__Work instructions__.
(a) According to the article on women-owned businesses during COVID-19, what did Angely Rojas move her fitness business to instead of waiting for restrictions to lift?
(b) Carry on the article about women-owned businesses during COVID-19 from the point where it stops.
====== Passage
How We Women Are Thriving During The Covid-19 Crisis?
The era of the novel coronavirus is currently wreaking havoc in the economy. It has forced many businesses, big and small, to make drastic changes to somehow make up for their financial losses. For some, businesses are trying any means to help them survive until the crisis is over. None of us know when that will be, and I am no different than any other woman small business owner. I’ve made changes and I couldn’t be emotional about it.
And believe it or not, women-led businesses are more likely to close down during the lockdown due to the continuous increase of COVID-19 cases in the country. Women have limited access to finance and women’s responsibilities in their respective households have increased ten-fold, are just some of the reasons why this is happening to hardworking women who are trying to make it in the business world.
But despite the challenges, many women have creative strategies to bring their businesses forward amidst these uncertain times. After all, women are not just creative, they are also resilient.
Since meeting clients in person is not possible at the moment, most women have utilized different meeting platforms to get in touch with their clients. Virtual meetings and consultations have been very instrumental in creating a one-on-one support system with new and existing clients.
AR30 founder, Angely Rojas, had her fitness business badly hit by the crisis. But instead of waiting for restrictions to be lifted, she slowly transitioned to doing virtual programs and meeting clients via Zoom for regular workout sessions. Most business owners are slowly shifting to this strategy not only because it’s the safest way at the moment, they feel more connected with clients because they are giving them their undivided attention.
Now in my Brick and mortar business, closing down a few locations was my relief to some of the COVID headaches. Although it was bittersweet, I had to keep it moving for the sanity and peace of mind I was seeking during these turbulent times. But with those closings, I have a renewed resilience to make the other locations thrive even more than I was able to with several locations. Although it would be amazing to offer virtual services such as I do with Lashes Brows & Skincare, it is not possible, but I am still working on ways to serve more than I am able to with my two hands in person. And that will be achieved with product sales online, and also offering educational beauty information for free, and for a worthy investment.
Utilizing social media platforms
Getting your brand or product in the social media atmosphere to increase visibility is nothing new. But knowing how to use these platforms in a smart way will help take your creative effort to another level. And most women-owned businesses have found new opportunities to get the best out of these social media platforms.
Social media platforms are utilized more and more to raise brand recognition and collaboration. They are also used to educate people about businesses’ mission and offerings in the light of COVID-19. Shyla Sheppard, founder and CEO of Bow & Arrow Brewing Co., has since used social media to find other businesses with the same cause as theirs, creating partnerships, and finding ways to give back.
============
====== Listed entries
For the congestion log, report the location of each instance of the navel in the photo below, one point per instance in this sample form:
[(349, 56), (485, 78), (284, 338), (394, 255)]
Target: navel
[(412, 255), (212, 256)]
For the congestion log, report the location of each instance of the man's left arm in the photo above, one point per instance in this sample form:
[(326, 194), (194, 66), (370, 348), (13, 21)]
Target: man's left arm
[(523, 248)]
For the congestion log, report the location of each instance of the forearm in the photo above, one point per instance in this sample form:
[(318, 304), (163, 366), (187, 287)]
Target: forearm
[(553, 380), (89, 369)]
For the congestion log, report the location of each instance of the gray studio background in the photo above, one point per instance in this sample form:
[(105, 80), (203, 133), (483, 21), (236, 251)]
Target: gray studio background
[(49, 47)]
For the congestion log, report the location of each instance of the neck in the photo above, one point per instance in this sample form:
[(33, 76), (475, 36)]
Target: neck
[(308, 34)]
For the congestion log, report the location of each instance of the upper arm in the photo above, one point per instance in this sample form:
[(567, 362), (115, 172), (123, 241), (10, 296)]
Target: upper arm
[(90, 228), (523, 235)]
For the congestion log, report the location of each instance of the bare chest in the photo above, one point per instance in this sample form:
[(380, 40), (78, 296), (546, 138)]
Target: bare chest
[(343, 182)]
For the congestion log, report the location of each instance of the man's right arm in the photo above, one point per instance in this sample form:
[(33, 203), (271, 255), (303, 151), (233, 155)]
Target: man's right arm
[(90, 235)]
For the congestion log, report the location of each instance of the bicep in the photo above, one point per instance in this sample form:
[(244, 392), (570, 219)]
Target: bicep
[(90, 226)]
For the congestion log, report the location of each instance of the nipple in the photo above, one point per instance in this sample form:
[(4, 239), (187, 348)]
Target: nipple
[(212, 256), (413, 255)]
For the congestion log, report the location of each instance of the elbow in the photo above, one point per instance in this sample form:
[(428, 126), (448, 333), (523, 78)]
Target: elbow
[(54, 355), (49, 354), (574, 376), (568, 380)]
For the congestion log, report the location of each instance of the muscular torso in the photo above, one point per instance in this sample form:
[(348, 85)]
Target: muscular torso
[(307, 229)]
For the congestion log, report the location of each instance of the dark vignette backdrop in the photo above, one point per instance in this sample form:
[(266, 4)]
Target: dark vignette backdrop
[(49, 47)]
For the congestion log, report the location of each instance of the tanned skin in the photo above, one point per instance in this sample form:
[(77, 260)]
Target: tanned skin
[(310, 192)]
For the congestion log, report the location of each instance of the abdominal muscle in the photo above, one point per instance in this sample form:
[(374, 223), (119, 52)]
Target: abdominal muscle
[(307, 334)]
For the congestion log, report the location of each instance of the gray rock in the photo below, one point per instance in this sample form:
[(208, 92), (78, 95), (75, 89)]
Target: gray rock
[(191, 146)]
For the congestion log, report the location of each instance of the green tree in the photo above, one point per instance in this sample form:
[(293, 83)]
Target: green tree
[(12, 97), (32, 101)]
============
__Responses__.
(a) She moved to virtual programs, meeting clients over Zoom for regular workout sessions.

(b)
Most businesses are also ramping up their marketing efforts through social media to increase their reach and to assure people that it is safe to do business with them.
Now for myself being someone that has dealt with social anxiety, I have had to calm those feelings and nerves and put that into the hands of someone who is capable of running the online machine so that I can just be the producer, but not have to be the engineer. This has helped to increase my visibility to others who didn’t know I existed before.
Aggressively encourage productivity
Businesses are now finding out that their employees are responding positively to aggressive encouragement. People need space to process what’s happening and adjust to certain economic shifts. But they also need to realize that in order to survive, they need to step up and find creative ways to get the business going. They also need to understand that they need each and everyone in the team to make it possible.
CEO and co-founder of Ovenly, Agatha Kulaga, had made the difficult decision to close shop, laying off 66 members of her staff. Her employees understood that the company needed reenvisioning to be able to survive the current economy. Since then, Ovenly has managed to reopen two locations and rehired some of its staff.
Now while I had to lay off some staff, I have been investing in marketing measures to bring about more visibility to my business, and with those efforts the phones have been ringing even more, and more new clients have come in the last month. I’ve also made the effort to bring back some staff and increase their ability to earn money during these times and give them encouragement to know that this season is unsure for most of us, but if we stay positive and keep hope, a brighter day will come and these times are only temporary.
I hope you have an amazingly blessed and beautiful day!